## Task directions
Find each line in the records that contains the word "every" and copy it out. Letter case matters.

******************************

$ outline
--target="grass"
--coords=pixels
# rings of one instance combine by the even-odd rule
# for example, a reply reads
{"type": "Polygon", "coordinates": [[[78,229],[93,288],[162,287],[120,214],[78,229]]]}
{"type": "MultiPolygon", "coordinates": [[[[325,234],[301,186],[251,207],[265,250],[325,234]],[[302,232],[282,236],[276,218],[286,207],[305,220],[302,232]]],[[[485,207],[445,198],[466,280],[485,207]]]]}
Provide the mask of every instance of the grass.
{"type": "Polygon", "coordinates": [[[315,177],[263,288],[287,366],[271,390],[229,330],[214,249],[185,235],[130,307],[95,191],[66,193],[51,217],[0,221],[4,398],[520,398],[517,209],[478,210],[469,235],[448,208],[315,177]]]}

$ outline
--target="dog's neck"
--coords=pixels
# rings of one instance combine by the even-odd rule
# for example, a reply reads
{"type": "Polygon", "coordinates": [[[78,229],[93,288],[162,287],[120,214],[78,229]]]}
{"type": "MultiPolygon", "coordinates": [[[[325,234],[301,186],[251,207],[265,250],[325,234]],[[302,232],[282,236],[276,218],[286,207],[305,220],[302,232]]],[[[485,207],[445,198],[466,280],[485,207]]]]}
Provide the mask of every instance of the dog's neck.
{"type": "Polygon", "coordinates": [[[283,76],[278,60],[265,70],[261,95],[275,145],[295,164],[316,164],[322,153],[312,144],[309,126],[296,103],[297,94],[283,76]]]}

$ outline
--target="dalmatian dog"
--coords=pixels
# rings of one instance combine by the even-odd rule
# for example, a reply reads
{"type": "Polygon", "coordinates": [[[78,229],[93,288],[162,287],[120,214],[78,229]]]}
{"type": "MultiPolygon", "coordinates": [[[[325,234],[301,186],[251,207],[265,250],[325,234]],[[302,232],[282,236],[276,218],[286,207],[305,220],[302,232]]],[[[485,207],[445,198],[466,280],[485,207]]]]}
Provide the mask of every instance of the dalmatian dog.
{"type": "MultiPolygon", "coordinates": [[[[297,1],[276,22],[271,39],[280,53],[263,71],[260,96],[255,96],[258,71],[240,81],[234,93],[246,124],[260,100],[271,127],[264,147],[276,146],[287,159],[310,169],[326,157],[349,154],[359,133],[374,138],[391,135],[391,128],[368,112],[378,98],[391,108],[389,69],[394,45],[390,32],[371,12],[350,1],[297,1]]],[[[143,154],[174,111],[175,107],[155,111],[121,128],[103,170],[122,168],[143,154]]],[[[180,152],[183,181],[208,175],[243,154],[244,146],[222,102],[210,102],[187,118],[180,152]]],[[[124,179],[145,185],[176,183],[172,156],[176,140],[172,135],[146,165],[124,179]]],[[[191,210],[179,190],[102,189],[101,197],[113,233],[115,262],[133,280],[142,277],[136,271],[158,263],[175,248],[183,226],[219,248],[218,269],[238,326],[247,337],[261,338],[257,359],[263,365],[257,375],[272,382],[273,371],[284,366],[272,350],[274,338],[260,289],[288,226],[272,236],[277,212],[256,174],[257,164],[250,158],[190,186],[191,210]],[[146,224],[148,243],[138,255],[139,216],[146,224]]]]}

******************************

## Completed task
Provide the mask of every instance of the grass.
Provide the mask of every instance of the dog's neck.
Provide the mask of every instance of the dalmatian dog.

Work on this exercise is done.